→ Data extract:
<<<<
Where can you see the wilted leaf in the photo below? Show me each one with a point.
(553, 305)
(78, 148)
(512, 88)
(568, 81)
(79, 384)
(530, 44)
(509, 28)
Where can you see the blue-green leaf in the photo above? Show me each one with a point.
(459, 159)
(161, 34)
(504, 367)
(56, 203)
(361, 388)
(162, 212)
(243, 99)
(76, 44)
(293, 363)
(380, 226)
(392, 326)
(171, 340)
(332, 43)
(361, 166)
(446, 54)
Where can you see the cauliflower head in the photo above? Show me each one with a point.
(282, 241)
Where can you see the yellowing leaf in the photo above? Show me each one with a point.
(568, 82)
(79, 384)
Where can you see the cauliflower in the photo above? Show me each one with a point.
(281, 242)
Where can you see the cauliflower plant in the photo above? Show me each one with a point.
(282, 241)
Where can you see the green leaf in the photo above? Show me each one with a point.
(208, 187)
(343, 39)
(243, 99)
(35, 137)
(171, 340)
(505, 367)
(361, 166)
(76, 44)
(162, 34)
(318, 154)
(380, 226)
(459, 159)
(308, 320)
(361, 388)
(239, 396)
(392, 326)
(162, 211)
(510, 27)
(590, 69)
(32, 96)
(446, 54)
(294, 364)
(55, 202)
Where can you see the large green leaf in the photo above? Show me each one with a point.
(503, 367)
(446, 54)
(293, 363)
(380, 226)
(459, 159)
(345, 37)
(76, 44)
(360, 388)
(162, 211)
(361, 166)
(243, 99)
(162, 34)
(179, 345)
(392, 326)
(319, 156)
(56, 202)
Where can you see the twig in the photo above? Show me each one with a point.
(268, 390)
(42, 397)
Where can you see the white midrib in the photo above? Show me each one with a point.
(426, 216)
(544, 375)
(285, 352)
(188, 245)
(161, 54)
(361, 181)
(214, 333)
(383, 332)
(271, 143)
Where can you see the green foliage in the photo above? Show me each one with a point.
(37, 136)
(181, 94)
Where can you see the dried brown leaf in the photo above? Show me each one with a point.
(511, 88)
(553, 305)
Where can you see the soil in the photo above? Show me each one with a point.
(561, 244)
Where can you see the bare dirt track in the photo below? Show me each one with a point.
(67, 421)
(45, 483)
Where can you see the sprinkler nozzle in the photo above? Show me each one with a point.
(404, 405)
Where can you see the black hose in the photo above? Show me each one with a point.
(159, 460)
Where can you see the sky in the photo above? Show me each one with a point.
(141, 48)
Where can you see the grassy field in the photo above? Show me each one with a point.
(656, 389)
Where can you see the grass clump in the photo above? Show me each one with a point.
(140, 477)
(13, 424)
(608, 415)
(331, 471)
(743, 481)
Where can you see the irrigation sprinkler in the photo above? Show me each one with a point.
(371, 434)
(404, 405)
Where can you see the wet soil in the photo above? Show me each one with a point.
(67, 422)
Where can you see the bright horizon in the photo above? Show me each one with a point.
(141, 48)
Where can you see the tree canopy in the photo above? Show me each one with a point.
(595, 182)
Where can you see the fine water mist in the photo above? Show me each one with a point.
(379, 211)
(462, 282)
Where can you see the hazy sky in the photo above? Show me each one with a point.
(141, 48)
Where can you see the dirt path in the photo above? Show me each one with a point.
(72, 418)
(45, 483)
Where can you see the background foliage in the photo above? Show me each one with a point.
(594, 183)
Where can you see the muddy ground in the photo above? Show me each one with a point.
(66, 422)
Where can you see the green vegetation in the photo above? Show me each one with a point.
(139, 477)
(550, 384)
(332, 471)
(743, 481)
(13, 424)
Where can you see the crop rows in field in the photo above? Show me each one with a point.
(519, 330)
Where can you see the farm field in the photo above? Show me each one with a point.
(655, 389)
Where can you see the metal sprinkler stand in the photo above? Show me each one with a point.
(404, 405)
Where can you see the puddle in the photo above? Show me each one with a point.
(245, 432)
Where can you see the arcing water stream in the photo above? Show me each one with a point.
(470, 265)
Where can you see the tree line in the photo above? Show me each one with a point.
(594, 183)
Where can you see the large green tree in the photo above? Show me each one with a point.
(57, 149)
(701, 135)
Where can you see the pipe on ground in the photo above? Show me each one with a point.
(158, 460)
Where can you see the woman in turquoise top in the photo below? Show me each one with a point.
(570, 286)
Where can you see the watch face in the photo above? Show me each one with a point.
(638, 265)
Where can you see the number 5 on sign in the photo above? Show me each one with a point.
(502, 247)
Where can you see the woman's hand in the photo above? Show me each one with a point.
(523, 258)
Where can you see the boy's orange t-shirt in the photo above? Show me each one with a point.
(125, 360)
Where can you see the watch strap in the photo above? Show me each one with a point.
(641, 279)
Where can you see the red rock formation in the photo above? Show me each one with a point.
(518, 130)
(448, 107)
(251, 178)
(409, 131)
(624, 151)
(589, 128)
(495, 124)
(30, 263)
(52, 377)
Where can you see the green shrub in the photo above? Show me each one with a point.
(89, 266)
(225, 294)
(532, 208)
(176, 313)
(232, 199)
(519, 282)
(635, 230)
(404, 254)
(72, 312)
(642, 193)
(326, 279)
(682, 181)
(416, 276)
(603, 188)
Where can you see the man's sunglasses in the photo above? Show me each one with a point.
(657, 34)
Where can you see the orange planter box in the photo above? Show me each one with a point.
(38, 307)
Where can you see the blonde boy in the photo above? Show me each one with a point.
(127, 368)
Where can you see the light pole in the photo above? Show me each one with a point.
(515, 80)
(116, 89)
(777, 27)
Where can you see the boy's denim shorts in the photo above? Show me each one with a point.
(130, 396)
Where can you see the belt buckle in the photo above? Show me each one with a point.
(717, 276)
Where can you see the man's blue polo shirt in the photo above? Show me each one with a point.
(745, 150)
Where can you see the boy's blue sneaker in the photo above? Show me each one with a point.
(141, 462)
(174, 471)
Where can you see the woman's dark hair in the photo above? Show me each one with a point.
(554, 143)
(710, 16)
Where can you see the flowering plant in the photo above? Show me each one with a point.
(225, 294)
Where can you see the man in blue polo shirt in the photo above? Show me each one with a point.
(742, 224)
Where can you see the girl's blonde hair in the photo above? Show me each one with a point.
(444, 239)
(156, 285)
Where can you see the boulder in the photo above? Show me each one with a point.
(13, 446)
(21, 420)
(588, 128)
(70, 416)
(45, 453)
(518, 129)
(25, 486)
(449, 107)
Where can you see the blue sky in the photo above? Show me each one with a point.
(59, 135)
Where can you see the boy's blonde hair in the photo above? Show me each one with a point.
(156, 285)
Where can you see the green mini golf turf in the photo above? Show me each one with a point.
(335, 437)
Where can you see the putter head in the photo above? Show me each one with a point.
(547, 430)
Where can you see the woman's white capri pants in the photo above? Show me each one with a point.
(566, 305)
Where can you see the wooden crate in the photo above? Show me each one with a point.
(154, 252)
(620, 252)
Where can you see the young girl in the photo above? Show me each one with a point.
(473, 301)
>>>>
<<<<
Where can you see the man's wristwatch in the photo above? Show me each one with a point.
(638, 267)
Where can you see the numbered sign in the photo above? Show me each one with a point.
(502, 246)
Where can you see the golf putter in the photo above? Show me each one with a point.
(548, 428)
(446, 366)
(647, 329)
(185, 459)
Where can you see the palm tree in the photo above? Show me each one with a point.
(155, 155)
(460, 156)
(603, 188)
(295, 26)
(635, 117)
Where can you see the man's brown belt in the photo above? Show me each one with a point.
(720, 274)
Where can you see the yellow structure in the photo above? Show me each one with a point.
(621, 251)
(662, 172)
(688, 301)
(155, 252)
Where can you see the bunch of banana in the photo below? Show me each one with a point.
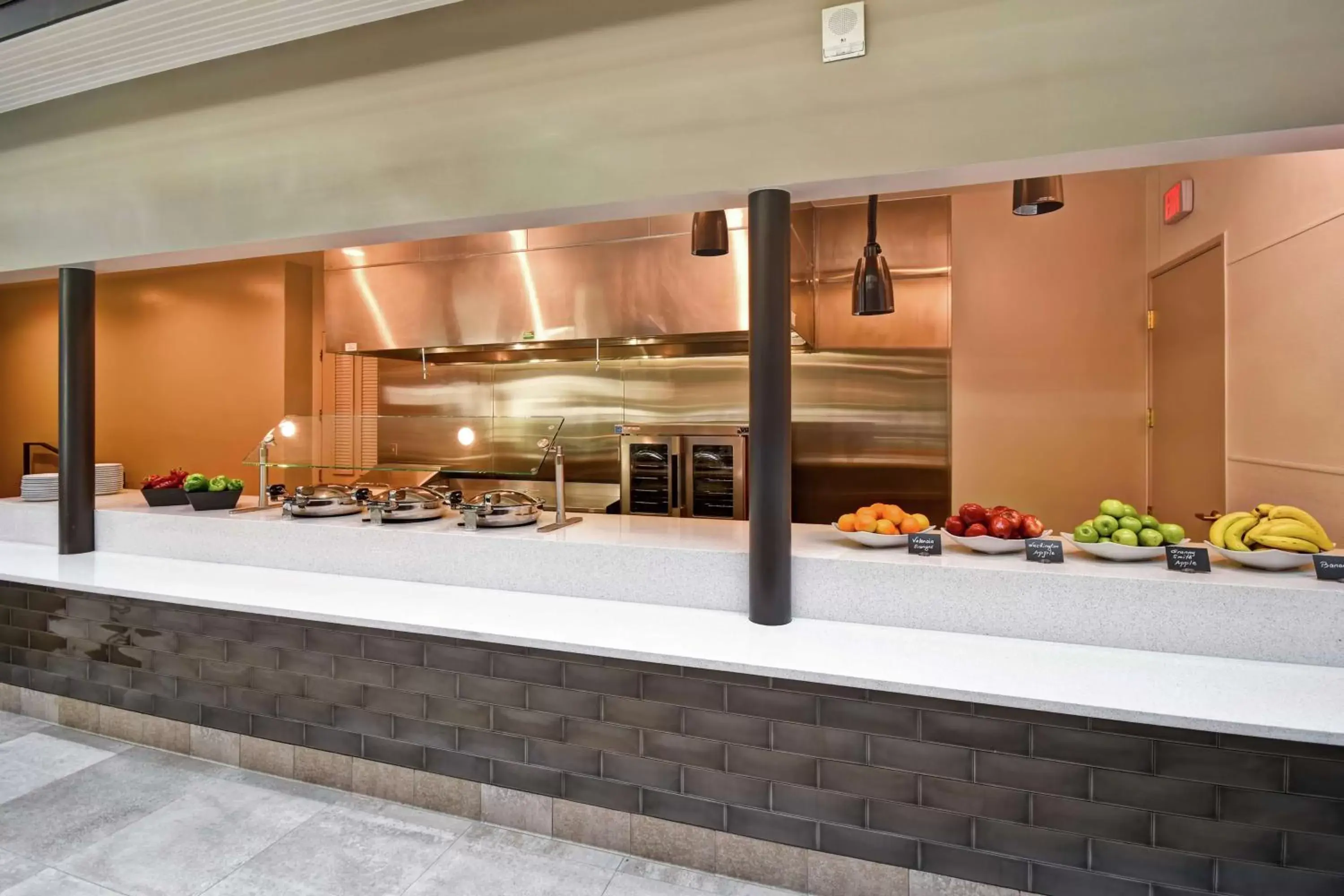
>>>>
Find every line in the material above that contains the string "sprinkler", matching case exactly, and copy each of those lines in full.

Where can you see the sprinkler nozzle in the photo above? Show me each one with a point.
Where can you see the irrigation sprinkler in the photo above? Show me each one with a point.
Where can you see the metal sprinkler stand in the photo above? Show me each one with a point.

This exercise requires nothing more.